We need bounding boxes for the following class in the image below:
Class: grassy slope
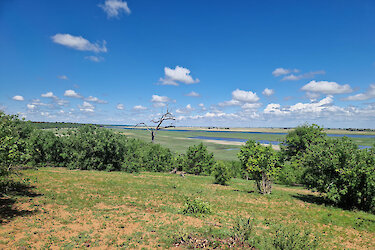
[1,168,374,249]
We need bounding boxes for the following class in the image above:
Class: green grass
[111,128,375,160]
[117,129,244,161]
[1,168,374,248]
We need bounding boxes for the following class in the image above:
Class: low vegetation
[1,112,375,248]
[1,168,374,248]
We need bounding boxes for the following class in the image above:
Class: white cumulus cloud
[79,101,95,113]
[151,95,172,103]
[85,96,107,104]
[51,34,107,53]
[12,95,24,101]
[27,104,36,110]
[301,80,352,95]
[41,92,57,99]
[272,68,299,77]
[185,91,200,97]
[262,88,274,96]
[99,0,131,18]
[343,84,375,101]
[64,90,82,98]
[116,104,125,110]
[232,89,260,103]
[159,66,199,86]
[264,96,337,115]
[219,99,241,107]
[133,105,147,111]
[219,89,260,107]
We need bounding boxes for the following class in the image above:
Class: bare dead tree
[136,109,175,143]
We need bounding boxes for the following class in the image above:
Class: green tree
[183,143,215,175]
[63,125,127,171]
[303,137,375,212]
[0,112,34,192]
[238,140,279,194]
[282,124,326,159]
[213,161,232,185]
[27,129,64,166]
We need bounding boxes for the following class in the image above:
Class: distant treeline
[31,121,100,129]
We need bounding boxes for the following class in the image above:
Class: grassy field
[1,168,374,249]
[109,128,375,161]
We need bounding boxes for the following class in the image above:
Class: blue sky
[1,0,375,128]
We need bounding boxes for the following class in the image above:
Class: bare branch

Work instruction: Your output must reproduce the material above in full, with no pictures.

Result for this task:
We need bounding boxes for the following class in the image below:
Class: grassy slope
[1,168,374,249]
We need bounding boxes for the following class in the image above:
Class: green grass
[111,128,375,160]
[117,129,244,161]
[1,168,374,248]
We need bounding boxes for the following class in the image above:
Class: low vegetation
[1,112,375,248]
[1,168,374,248]
We need bounding boxes for the following class in the image above:
Class: white cumulus cloud
[79,101,95,113]
[151,95,172,103]
[85,96,107,104]
[51,34,107,53]
[12,95,24,101]
[27,104,36,110]
[301,80,352,95]
[41,92,57,99]
[272,68,299,77]
[185,91,200,97]
[262,88,274,96]
[99,0,131,18]
[343,84,375,101]
[64,90,82,98]
[116,104,125,110]
[232,89,260,103]
[159,66,199,86]
[264,96,337,115]
[219,99,241,107]
[133,105,147,111]
[219,89,260,107]
We need bounding boxes for the following class in the image above:
Class: bare dead tree
[136,109,175,143]
We need bounding boxes for the following class in the image above:
Class: green tree
[183,143,215,175]
[63,125,127,171]
[303,137,375,212]
[0,112,34,192]
[238,140,279,194]
[282,124,326,159]
[213,161,232,185]
[27,129,64,166]
We need bounding boxes for the following class in the image above:
Class: distant treeline
[31,121,100,129]
We need bounding boxes for the following class in the image above:
Class: grassy field
[1,168,374,249]
[109,128,375,161]
We need bounding boxes for the following class in the image above:
Class: blue sky
[1,0,375,128]
We need bounding boxes for the following class in the image above:
Class: bare branch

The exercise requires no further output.